-- Information follows --
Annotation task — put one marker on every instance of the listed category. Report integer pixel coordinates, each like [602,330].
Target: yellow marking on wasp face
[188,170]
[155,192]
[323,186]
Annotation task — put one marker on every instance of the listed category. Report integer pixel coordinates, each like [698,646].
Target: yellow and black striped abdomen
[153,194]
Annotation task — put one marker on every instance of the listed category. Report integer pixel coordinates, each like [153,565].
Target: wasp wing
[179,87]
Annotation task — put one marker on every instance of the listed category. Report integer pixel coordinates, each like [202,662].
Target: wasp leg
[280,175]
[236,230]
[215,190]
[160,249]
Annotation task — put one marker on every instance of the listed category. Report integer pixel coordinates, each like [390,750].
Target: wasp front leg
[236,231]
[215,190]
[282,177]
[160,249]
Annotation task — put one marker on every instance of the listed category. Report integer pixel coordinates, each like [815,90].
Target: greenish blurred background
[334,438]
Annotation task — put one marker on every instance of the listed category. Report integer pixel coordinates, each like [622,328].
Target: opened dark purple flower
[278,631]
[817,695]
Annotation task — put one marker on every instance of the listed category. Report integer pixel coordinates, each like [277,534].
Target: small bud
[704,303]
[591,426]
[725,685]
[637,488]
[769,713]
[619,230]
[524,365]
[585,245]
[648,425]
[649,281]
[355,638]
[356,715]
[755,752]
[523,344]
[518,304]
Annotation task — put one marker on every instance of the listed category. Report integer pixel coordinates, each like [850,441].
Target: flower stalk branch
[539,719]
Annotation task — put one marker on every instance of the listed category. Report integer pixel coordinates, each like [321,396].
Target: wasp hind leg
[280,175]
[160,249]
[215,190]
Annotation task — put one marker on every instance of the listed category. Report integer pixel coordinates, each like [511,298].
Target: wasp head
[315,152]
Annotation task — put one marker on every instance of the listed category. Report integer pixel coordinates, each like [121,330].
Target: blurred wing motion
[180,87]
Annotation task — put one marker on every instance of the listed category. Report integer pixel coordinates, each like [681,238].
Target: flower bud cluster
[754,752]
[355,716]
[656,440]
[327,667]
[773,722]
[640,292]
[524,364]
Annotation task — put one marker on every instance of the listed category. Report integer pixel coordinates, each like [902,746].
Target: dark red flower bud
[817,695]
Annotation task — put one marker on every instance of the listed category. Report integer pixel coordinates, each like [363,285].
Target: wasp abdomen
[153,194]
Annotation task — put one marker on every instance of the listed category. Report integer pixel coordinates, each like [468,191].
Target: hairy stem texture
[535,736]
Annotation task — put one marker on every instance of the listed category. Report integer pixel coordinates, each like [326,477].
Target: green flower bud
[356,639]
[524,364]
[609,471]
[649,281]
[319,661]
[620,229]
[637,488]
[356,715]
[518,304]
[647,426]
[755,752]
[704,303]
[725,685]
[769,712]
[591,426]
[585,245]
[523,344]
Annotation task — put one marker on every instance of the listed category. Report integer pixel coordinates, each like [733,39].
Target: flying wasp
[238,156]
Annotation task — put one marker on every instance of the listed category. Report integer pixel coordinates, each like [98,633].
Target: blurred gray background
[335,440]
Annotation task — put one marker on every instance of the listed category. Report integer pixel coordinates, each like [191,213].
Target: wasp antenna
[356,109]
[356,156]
-- Information concluded --
## Action item:
Please reproduce each record precisely as written.

## Solution for this exercise:
Annotation task — put one marker on every instance of the listed category. Report integer pixel coordinates, each like [602,330].
Target: yellow marking on wasp face
[188,170]
[155,192]
[323,186]
Annotation task — put one marker on every instance of the listed category. Report integer pixel coordinates, each like [698,646].
Target: yellow and black striped abdomen
[153,194]
Annotation task — put one marker on every instance of the listed category. Report integer pixel coordinates, each like [153,565].
Target: wasp wing
[179,87]
Annotation task — put one marker on every instance of the listed category. Report integer pixel coordinates, each like [202,662].
Target: wasp leg
[280,175]
[236,230]
[215,190]
[160,249]
Annotation task — put one marker on every instance of the listed category. Report integer pixel coordinates, each like [390,750].
Target: wasp front leg
[236,231]
[215,190]
[282,177]
[160,249]
Annotation task — put one marker on every instance of the listed category. Report integer pixel coordinates, each like [815,90].
Target: greenish blurred background
[334,438]
Annotation task — put one marker on every instance of the listed category. Report integer pixel coordinates, each like [622,328].
Target: opened dark purple flower
[278,631]
[817,695]
Annotation task — put one marker on every instance of the listed category. Report integer pixel coordinates, each like [277,534].
Target: small bud
[704,303]
[591,426]
[725,685]
[637,488]
[769,713]
[619,230]
[524,365]
[585,245]
[648,425]
[649,281]
[355,638]
[356,715]
[755,752]
[523,344]
[518,304]
Annotation task — put one marker on every instance of the listed category. Report integer pixel coordinates, each like [850,441].
Target: flower stalk branch
[539,719]
Annotation task — put one marker on every instance of the listed category. Report integer pixel coordinates, each like [321,396].
Target: wasp hind leg
[280,175]
[160,249]
[215,190]
Annotation task — put one marker on every instance of the listed category. Report integer pixel coordinates, each like [511,298].
Target: wasp head
[315,152]
Annotation task — put one marker on every instance of the listed category. Report integer pixel coordinates, each like [121,330].
Target: blurred wing motion
[180,87]
Annotation task — put one marker on every instance of the listed category. Report integer pixel coordinates, each like [681,238].
Target: flower bud cluster
[754,752]
[355,716]
[656,440]
[327,667]
[773,722]
[640,292]
[524,364]
Annotation task — put one marker on every instance of the listed category. Report integer pixel coordinates, each like [902,746].
Target: dark red flower bud
[817,695]
Annotation task — put one marker on every instance of the listed category. Report integer pixel coordinates, each like [363,285].
Target: wasp abdomen
[153,194]
Annotation task — put one marker on every instance of the listed category. Report integer pixel coordinates, each like [468,191].
Target: hairy stem texture
[535,736]
Annotation task — put one marker on every instance of the listed category. Report integer pixel coordinates, each like [326,477].
Target: green flower bud
[356,639]
[524,364]
[609,471]
[649,281]
[319,661]
[620,229]
[637,488]
[356,715]
[518,304]
[647,426]
[755,752]
[704,303]
[725,685]
[769,712]
[591,426]
[585,245]
[523,344]
Annotation task — put one marker on every instance of the listed category. Report integer pixel coordinates, each like [733,39].
Target: flying wasp
[238,156]
Annotation task — put one marker on every instance of the listed category. Report integer pixel coordinates, each like [98,633].
Target: blurred gray background
[335,440]
Annotation task — put one marker on every instance of the listed category. Report integer pixel coordinates, each like [191,213].
Target: wasp antenna
[356,109]
[356,156]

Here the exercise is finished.